Rewrite the entries from the line with "Can you please pinpoint where the tinted" up to and including the line with "[[0, 463, 1270, 950]]", keeping the requests and adding 51 to every coordinate value in the answer boxes.

_LISTED RECORDS_:
*****

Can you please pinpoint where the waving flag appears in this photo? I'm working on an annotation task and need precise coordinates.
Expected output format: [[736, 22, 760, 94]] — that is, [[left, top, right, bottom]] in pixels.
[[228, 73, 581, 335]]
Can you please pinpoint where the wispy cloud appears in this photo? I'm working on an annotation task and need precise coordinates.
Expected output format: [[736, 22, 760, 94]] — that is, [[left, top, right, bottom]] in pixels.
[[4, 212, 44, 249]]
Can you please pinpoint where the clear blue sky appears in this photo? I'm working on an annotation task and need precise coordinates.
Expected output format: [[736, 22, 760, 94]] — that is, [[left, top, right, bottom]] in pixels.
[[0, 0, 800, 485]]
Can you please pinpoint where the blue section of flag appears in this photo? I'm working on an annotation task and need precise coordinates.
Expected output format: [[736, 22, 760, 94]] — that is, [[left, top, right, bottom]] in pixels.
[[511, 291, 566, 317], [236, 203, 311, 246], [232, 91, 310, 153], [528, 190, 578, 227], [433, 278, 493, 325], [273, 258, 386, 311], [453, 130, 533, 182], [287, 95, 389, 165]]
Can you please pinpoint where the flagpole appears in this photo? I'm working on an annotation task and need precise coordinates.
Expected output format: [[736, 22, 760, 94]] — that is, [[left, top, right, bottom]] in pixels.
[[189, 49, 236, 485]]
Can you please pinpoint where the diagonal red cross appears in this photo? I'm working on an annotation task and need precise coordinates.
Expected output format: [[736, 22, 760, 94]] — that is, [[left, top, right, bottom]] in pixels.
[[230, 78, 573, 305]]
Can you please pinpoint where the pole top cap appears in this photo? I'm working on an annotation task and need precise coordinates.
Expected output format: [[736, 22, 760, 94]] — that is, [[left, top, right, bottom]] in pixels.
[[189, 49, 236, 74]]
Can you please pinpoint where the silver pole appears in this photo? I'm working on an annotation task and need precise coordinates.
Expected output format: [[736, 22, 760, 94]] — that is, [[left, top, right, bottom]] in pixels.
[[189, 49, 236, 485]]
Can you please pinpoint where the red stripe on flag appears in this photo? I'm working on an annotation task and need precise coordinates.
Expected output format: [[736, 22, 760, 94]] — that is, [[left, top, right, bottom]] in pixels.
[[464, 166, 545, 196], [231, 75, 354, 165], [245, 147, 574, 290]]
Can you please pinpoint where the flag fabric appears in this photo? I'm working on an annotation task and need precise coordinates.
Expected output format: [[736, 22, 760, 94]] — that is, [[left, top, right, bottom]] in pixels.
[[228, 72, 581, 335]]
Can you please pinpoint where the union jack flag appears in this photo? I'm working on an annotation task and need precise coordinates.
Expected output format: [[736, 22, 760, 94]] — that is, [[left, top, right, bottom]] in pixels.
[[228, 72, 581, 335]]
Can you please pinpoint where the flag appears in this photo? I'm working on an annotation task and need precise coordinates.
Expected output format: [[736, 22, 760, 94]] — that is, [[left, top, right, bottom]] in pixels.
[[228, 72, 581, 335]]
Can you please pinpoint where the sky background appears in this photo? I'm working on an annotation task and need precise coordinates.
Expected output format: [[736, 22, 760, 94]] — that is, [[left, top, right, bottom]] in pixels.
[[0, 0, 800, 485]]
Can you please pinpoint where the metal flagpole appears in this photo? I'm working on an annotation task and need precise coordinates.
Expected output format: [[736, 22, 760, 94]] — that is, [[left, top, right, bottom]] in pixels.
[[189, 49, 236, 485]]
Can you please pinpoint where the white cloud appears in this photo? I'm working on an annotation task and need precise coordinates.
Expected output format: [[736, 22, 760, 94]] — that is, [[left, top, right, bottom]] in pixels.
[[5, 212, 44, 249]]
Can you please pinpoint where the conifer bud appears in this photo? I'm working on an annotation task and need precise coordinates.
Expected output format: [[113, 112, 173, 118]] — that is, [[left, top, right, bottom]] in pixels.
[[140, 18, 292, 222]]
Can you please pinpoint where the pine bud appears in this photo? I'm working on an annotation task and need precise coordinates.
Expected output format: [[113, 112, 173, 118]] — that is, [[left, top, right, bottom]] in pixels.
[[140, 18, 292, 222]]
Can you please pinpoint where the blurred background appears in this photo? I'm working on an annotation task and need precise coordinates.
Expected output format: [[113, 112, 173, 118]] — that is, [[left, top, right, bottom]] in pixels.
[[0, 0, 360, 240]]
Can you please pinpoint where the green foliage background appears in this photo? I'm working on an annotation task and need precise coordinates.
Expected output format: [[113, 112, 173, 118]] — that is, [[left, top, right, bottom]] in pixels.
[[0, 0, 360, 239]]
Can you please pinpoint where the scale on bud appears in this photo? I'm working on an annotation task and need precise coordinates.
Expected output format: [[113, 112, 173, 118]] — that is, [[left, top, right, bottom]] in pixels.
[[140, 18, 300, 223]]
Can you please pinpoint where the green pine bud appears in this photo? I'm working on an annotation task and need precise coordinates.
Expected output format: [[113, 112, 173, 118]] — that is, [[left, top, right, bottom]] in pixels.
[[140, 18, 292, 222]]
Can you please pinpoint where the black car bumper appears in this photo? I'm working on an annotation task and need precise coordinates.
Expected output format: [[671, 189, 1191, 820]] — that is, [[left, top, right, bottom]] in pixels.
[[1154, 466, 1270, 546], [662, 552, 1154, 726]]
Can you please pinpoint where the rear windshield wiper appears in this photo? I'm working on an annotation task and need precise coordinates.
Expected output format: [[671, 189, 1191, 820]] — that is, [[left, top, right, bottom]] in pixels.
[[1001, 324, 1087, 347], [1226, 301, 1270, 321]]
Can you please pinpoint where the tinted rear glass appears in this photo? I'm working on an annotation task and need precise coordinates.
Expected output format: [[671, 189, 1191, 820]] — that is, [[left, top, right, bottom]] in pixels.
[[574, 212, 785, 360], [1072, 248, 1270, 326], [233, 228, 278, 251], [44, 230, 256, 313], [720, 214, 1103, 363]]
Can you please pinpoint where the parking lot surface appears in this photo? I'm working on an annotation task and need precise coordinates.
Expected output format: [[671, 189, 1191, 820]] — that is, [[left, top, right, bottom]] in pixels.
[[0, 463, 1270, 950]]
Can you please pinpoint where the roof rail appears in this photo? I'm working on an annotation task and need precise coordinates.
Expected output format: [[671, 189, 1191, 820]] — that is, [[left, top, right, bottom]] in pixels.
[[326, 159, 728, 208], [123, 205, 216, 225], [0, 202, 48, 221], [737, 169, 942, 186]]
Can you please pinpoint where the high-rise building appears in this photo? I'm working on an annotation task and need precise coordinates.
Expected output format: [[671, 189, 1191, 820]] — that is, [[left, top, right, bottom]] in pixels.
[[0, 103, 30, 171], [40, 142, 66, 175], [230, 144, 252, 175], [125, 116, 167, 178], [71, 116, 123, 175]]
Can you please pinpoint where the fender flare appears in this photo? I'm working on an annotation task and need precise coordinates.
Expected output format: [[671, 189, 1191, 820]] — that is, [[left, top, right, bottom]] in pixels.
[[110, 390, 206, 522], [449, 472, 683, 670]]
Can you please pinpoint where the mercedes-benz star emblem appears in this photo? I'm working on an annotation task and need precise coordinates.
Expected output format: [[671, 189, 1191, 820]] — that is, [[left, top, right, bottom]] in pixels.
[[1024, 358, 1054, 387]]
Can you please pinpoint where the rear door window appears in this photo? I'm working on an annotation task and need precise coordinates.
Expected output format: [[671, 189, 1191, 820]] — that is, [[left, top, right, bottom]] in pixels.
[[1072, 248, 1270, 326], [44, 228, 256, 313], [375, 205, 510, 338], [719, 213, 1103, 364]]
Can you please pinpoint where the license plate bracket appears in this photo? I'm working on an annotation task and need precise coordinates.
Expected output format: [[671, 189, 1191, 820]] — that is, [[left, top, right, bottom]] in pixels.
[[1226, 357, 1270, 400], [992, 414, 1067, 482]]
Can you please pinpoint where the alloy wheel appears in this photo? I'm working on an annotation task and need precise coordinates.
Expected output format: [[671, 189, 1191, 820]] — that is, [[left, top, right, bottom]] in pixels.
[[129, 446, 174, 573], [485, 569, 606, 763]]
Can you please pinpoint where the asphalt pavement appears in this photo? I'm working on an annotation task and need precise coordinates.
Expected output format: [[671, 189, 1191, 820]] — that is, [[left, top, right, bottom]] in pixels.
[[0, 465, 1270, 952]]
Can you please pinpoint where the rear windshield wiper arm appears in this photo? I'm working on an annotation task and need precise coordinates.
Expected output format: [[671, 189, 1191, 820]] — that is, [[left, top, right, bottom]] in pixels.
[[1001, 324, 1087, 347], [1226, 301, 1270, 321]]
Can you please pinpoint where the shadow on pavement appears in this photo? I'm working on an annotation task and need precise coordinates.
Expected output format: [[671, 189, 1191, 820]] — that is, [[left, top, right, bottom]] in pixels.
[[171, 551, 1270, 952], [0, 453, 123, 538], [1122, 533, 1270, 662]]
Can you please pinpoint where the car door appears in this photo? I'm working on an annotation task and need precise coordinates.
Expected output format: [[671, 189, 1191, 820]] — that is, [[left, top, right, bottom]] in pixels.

*****

_CORRECT ANSWER_:
Can you please pinpoint where the tinted rear glass appears in this photo? I'm working on an annotation task and need precise coordinates.
Expected output format: [[671, 189, 1191, 820]] — that is, [[left, top, right, bottom]] in pixels.
[[625, 263, 836, 411], [1123, 299, 1321, 377], [284, 279, 329, 302], [95, 281, 307, 364], [771, 265, 1154, 414]]
Can you please pinpoint where the parking lot surface appears in this photo? I'm working on an annotation task and need precise coordinates.
Expected output format: [[671, 189, 1191, 820]] — that is, [[left, top, right, bottom]] in pixels.
[[51, 514, 1321, 1001]]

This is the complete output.